### ASSIGNED TASK
Each line in the entries below that holds the string "glow" is to be listed.
--- DATA EXCERPTS ---
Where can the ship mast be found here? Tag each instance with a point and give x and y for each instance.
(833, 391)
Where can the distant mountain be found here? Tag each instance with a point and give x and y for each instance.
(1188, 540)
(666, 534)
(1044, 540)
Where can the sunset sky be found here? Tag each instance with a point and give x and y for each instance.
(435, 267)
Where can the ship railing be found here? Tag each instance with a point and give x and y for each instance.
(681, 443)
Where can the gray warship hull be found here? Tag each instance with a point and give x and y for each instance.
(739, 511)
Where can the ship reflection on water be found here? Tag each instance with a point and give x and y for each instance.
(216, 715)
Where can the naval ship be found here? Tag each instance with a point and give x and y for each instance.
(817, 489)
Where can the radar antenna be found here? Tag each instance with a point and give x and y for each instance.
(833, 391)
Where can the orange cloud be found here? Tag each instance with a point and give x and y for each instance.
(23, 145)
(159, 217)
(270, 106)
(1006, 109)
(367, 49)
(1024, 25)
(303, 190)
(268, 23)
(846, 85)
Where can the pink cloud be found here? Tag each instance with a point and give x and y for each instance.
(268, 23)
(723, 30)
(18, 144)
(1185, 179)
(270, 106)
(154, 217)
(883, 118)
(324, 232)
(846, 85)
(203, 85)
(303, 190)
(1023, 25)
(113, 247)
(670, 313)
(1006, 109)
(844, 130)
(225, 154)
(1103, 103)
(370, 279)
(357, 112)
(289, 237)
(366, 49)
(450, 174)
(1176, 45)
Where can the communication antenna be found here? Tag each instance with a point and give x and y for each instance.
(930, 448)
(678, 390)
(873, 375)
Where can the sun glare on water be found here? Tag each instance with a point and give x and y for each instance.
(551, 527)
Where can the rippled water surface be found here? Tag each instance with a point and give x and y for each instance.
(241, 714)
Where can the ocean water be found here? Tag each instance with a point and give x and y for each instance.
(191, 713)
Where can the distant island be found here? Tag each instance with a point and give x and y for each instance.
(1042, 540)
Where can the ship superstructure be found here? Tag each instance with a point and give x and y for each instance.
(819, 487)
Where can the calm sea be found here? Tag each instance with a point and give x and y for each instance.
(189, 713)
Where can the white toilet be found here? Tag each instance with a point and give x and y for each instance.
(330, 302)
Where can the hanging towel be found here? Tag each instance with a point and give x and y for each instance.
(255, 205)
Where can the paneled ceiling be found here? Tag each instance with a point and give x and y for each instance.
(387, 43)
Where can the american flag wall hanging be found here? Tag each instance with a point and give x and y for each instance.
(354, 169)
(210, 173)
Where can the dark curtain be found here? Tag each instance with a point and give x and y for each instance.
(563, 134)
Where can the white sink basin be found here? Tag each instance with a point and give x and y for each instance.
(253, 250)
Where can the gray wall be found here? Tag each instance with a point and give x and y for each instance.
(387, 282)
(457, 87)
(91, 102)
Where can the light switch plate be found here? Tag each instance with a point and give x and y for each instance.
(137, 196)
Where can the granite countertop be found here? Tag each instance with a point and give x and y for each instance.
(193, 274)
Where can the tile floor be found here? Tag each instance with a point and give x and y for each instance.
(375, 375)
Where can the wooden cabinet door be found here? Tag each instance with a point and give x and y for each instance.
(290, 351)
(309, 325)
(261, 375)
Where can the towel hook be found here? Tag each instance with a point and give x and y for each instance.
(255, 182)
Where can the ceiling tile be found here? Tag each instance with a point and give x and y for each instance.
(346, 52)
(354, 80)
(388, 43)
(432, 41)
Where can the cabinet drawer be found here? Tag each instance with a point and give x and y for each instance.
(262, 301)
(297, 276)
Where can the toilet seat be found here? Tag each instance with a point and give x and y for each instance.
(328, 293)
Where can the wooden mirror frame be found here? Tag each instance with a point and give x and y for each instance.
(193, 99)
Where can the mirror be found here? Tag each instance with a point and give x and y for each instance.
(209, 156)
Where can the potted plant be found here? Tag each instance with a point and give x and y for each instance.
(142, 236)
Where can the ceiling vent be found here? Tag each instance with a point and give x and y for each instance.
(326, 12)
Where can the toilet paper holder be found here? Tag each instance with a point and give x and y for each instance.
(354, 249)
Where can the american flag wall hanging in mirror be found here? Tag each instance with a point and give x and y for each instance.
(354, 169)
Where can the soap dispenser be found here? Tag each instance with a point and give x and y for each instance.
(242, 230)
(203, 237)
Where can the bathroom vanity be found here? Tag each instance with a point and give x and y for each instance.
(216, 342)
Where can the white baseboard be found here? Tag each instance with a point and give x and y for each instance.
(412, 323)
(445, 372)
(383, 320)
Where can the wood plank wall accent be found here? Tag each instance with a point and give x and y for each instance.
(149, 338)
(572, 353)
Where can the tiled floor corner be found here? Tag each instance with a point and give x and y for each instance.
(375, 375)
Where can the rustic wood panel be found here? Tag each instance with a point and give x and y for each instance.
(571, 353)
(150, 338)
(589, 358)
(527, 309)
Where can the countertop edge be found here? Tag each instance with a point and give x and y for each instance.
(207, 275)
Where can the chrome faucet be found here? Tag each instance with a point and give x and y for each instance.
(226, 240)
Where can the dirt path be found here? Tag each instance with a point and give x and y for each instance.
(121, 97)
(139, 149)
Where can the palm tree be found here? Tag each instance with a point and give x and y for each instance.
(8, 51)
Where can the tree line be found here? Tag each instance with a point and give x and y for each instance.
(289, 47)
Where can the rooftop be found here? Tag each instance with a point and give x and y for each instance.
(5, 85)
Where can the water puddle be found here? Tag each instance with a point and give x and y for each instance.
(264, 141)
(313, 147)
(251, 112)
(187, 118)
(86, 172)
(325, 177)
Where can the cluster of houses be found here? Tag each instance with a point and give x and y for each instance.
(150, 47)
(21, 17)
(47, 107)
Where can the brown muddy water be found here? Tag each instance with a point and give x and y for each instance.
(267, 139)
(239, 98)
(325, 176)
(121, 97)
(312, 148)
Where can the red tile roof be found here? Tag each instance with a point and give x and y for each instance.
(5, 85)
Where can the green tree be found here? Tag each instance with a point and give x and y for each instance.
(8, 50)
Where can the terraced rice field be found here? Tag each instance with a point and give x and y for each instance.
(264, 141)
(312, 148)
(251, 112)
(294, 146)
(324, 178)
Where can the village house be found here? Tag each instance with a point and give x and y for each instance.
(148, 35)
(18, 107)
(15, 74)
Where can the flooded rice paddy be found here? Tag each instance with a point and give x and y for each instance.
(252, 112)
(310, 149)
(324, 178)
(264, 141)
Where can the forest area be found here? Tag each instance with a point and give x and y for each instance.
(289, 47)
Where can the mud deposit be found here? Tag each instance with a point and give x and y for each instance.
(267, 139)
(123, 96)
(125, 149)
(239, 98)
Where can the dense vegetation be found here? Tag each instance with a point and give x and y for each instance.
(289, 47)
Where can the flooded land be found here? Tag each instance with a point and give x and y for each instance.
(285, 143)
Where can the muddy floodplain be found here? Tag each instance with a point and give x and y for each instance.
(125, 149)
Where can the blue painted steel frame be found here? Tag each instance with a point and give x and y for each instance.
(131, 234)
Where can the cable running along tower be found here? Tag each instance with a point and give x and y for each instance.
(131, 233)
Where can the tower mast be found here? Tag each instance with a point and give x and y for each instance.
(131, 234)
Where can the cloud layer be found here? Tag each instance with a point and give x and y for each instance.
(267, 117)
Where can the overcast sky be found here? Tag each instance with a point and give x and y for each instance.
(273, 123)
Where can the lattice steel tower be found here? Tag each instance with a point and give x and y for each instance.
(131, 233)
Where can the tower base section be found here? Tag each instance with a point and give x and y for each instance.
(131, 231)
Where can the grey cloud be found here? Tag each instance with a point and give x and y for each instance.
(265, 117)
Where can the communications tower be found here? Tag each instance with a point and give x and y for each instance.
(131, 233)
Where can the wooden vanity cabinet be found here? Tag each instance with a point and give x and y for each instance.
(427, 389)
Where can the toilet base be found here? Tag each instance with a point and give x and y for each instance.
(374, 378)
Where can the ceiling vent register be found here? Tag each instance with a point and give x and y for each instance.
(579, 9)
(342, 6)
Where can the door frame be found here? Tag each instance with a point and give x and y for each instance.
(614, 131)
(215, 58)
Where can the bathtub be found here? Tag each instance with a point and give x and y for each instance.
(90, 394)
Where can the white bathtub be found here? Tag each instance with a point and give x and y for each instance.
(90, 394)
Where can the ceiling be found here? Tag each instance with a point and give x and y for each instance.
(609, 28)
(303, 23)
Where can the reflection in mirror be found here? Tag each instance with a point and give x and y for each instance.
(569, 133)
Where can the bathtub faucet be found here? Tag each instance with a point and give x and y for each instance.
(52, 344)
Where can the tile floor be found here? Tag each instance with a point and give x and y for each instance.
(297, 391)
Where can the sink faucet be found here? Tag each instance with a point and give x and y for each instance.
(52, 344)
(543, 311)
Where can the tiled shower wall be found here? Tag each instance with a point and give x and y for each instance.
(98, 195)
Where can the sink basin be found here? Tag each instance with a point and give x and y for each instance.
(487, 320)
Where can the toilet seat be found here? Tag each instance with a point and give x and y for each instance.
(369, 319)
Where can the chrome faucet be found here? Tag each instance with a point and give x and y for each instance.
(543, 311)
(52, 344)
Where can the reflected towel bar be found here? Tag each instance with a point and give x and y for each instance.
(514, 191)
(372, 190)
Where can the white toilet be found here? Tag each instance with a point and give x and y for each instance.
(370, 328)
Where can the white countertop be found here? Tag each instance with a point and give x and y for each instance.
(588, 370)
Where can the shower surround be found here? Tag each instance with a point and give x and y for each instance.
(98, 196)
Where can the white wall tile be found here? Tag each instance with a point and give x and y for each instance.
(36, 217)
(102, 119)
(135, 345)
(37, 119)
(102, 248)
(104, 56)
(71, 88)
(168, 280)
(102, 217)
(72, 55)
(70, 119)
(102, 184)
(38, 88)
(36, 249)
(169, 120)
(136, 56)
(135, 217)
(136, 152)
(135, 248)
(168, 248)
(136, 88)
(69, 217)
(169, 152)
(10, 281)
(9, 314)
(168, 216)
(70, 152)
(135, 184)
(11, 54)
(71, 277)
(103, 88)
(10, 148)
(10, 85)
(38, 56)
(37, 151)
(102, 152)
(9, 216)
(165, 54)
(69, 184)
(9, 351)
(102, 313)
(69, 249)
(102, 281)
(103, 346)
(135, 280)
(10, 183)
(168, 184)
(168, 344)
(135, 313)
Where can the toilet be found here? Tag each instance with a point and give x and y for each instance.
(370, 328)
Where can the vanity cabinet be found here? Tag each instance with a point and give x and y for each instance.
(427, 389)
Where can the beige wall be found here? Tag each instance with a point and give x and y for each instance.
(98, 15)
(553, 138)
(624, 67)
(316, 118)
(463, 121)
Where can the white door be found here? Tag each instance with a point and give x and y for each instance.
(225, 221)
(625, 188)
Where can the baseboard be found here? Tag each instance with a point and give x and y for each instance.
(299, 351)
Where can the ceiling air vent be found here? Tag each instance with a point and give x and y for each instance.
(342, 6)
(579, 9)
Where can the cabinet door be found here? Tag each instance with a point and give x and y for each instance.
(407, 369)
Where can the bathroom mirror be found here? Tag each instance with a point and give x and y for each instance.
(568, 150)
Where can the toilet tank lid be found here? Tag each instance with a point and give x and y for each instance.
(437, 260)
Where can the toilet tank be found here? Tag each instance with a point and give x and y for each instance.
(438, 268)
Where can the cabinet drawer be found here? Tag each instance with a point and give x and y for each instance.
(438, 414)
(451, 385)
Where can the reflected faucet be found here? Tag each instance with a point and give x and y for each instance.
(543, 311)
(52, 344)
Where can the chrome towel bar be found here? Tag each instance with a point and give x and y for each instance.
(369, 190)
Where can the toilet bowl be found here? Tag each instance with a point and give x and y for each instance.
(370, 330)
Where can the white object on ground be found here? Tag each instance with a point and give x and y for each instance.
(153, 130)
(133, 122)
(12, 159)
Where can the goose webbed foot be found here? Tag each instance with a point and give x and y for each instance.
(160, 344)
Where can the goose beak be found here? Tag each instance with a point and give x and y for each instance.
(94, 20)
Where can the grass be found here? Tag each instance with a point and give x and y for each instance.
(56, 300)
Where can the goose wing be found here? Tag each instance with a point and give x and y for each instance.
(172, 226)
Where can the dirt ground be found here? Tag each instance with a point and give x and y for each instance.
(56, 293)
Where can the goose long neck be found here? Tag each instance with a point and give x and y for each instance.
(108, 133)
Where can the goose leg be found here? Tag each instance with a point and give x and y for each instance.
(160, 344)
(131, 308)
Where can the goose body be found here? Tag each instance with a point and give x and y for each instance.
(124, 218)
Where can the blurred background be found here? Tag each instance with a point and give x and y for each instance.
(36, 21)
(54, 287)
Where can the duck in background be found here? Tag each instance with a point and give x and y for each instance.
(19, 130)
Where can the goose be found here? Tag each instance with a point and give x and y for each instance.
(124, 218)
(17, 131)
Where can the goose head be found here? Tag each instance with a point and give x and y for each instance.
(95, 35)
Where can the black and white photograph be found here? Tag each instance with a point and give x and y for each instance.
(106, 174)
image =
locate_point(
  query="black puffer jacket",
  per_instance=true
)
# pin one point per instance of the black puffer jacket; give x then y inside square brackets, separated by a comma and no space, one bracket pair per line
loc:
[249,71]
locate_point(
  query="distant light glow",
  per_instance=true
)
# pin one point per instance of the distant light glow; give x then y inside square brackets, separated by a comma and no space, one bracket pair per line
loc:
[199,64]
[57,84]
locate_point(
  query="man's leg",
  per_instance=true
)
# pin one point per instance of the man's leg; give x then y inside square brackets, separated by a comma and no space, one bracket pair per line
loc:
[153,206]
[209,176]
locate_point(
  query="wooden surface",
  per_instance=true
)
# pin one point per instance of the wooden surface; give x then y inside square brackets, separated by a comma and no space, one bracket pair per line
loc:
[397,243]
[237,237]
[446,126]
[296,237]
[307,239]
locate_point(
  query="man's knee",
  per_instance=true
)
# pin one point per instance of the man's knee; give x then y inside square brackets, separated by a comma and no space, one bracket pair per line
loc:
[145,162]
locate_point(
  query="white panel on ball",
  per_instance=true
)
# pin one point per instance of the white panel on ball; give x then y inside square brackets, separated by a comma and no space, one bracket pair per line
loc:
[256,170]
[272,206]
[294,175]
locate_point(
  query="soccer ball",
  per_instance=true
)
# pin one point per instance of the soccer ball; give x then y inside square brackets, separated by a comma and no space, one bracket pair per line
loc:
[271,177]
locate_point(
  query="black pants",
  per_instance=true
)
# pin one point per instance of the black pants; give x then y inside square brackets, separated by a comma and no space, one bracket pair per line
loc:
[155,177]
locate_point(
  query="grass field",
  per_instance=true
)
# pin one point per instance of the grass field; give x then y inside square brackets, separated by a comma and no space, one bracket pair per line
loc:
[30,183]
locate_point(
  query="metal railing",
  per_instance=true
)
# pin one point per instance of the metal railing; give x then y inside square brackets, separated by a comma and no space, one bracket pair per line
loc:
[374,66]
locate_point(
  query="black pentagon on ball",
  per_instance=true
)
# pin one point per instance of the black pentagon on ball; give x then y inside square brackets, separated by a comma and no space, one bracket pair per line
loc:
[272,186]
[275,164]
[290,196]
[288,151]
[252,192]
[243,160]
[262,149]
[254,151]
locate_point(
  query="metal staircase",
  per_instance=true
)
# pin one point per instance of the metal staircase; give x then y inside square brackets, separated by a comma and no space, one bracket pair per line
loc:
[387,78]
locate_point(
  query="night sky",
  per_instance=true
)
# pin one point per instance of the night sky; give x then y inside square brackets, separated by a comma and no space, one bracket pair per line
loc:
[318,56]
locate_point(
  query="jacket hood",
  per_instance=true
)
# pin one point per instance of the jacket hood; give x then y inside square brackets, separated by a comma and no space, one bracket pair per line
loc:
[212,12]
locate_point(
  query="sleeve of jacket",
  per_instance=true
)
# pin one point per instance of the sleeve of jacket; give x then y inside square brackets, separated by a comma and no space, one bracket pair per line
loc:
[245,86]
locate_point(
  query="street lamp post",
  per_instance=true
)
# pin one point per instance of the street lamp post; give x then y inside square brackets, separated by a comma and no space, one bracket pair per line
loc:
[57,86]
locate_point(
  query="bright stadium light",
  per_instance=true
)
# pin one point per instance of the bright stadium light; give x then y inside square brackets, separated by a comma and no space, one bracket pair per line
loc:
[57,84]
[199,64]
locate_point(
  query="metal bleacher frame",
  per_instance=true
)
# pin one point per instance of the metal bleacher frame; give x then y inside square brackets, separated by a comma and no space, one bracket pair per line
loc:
---
### EXPECTED ANSWER
  query="distant light glow",
# pin one point per instance of the distant light glow; give x then y inside square brackets, separated by a comma and no space, one bracket pair per line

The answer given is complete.